Reproduce all of the data below with every "set a marker" replaced by "place a dot", changing nothing else and leaving out the pictures.
+ + + + + + +
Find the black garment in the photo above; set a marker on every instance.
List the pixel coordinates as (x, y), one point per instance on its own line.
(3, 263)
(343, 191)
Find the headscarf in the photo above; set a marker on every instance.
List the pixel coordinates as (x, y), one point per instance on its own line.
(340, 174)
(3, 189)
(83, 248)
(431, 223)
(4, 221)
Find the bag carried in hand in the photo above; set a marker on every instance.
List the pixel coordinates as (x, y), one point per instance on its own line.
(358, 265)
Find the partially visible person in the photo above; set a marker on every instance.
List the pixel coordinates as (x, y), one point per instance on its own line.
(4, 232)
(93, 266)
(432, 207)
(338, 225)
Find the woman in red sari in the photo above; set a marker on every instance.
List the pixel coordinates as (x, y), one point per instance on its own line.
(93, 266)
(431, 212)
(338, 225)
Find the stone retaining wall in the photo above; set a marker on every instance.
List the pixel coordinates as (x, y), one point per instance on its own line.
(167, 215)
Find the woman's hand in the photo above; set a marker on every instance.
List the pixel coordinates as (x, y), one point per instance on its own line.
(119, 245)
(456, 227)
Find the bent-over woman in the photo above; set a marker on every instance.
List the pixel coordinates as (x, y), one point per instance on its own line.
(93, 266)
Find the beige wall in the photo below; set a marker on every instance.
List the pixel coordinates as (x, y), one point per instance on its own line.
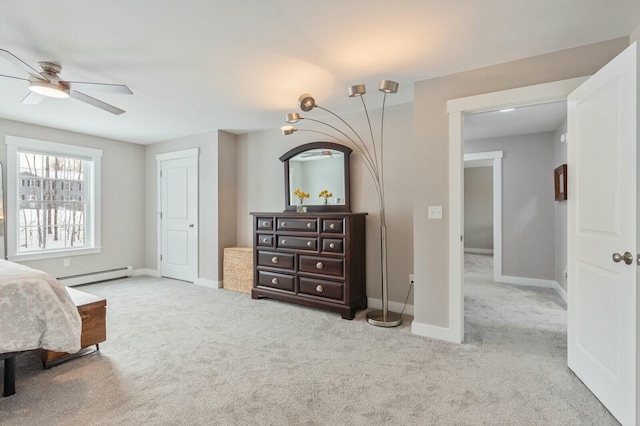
+ + + + + + +
Output of the task:
Find the black garment in the photo above; place a dot on every instance.
List the pixel coordinates as (x, y), one point per instance on its own line.
(3, 263)
(343, 191)
Find the headscarf in the photo above; place a dot on every instance.
List the pixel coordinates as (x, y), one point per instance on its own line.
(340, 174)
(3, 189)
(83, 248)
(431, 223)
(4, 221)
Find the bag carried in hand in the photo above; place a dot on every instance.
List the pixel coordinates as (x, y), one point per instance on its own line.
(358, 265)
Find the partially visible person in the photo above; place a dot on every instance.
List the pixel coordinates as (x, y), one point per instance on its own line.
(4, 232)
(93, 266)
(432, 207)
(338, 225)
Find the woman in red sari in the photo above; place a dot on every instance.
List the pixel coordinates as (x, y), one point per instance on its own line.
(93, 266)
(431, 212)
(338, 225)
Find the stone retaining wall in the photo above; place a dot on every instance.
List the pixel coordinates as (x, y), one point per instance on its own line.
(167, 215)
Find the woman's hand in the photo above; place a dot on every instance.
List the pixel coordinates as (x, y), one point per instance on its own line.
(119, 245)
(456, 227)
Find the bent-over woman in the photo above; place a dot on every instance.
List the pixel coordinates as (x, y), one point per instance on its own line.
(93, 266)
Find the beige wall in the photo below; place a dot on every instance.
List the pixel coordinates as (x, y), one point per instance on its own line.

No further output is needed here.